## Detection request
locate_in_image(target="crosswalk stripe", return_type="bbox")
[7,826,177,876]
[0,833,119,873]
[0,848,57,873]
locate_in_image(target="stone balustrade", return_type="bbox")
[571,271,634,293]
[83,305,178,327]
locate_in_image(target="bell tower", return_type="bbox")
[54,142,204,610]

◇ ◇ ◇ ◇

Please write out each line of the data above exactly as it appears.

## Detection request
locate_in_image(target="crosswalk stripe", return_type="bbox")
[7,826,177,876]
[0,833,119,873]
[0,848,57,873]
locate_in_image(target="stone balustrade", return_type="bbox")
[571,271,634,293]
[83,305,178,327]
locate_in_image(target="bell tower", return_type="bbox")
[54,142,204,610]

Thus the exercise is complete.